What is required: Search the records for "like". Copy every line where it appears.

Entries shown:
<<<<
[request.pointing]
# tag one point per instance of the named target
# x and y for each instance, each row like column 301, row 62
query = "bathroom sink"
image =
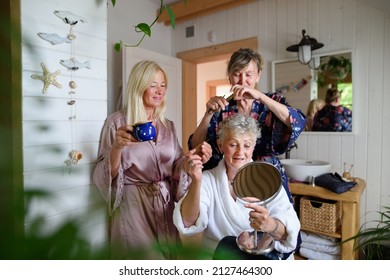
column 301, row 169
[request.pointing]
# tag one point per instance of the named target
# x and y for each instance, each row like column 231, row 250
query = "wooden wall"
column 51, row 127
column 340, row 25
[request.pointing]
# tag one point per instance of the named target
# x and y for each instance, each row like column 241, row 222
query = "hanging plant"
column 336, row 68
column 146, row 29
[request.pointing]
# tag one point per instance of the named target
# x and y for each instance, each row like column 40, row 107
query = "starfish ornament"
column 47, row 78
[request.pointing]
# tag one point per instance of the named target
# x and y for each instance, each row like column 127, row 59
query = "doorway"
column 190, row 60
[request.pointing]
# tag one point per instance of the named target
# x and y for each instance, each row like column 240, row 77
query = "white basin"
column 301, row 169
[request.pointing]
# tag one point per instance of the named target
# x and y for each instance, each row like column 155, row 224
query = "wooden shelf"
column 350, row 217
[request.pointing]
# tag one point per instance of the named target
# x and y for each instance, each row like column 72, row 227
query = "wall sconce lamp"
column 304, row 50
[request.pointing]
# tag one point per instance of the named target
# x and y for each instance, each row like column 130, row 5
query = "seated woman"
column 333, row 116
column 210, row 205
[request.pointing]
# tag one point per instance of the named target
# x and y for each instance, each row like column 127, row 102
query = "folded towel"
column 318, row 238
column 334, row 182
column 313, row 255
column 328, row 249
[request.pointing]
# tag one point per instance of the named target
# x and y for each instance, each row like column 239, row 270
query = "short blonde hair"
column 238, row 124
>>>>
Result of this task:
# x and y for each instance, each row like column 301, row 62
# x and y for each instance, each row like column 231, row 250
# x and y for each instance, each row like column 241, row 222
# x and y for each instance, each row like column 40, row 107
# x and y for each instance, each row like column 127, row 59
# x and y for each instance, each row like column 240, row 77
# x and y for each instance, each row like column 155, row 224
# x and y for each instance, each row like column 72, row 227
# x and y for each instance, each row like column 130, row 5
# x and y for each instance, each row like column 127, row 102
# x and y for each instance, each row like column 239, row 270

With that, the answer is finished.